#### [Task objective]
From the passage on bistriflimidic acid, copy out the part that opens with "The conjugate acid" and closes with "acid) = −11.4).", swapping "catalyst" for "reagent".

#### [Extract to read]
┏━━

The conjugate acid of bistriflimide, which is frequently referred to by the trivial name bistriflimidic acid (sometimes shortened to triflimidic acid; CAS: 82113-65-3), is a commercially available superacid. It is a crystalline compound, but is hygroscopic to the point of being deliquescent. Owing to its very high acidity and good compatibility with organic solvents it has been employed as a catalyst in a wide range of chemical reactions.

Its pK_{a} value in water cannot be accurately determined but in acetonitrile it has been estimated as −0.10 and in 1,2-dichloroethane −12.3 (relative to the pK_{a} value of 2,4,6-trinitrophenol (picric acid), anchored to zero to crudely approximate the aqueous pK_{a} scale), making it more acidic than triflic acid (pK_{a}^{MeCN} = 0.70, pK_{a}^{DCE}(relative to picric acid) = −11.4).

┗━━

#### [Information provided]
┏━━

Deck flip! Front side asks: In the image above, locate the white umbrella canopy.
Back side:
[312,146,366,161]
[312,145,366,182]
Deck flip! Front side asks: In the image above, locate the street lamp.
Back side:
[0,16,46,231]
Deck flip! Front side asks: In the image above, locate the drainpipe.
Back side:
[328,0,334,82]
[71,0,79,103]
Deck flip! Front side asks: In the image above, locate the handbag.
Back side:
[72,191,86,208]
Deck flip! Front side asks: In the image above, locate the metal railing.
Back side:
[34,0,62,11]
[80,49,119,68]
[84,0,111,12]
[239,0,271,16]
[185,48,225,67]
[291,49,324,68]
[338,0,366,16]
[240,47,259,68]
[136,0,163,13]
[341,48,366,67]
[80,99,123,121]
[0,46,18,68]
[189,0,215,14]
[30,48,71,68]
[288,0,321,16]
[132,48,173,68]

┗━━
┏━━

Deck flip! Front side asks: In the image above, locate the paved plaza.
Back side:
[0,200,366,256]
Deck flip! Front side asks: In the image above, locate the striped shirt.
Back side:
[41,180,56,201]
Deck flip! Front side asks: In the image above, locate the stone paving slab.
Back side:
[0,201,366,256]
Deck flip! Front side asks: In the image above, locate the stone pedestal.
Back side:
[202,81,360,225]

┗━━

#### [Output]
The conjugate acid of bistriflimide, which is frequently referred to by the trivial name bistriflimidic acid (sometimes shortened to triflimidic acid; CAS: 82113-65-3), is a commercially available superacid. It is a crystalline compound, but is hygroscopic to the point of being deliquescent. Owing to its very high acidity and good compatibility with organic solvents it has been employed as a reagent in a wide range of chemical reactions.

Its pK_{a} value in water cannot be accurately determined but in acetonitrile it has been estimated as −0.10 and in 1,2-dichloroethane −12.3 (relative to the pK_{a} value of 2,4,6-trinitrophenol (picric acid), anchored to zero to crudely approximate the aqueous pK_{a} scale), making it more acidic than triflic acid (pK_{a}^{MeCN} = 0.70, pK_{a}^{DCE}(relative to picric acid) = −11.4).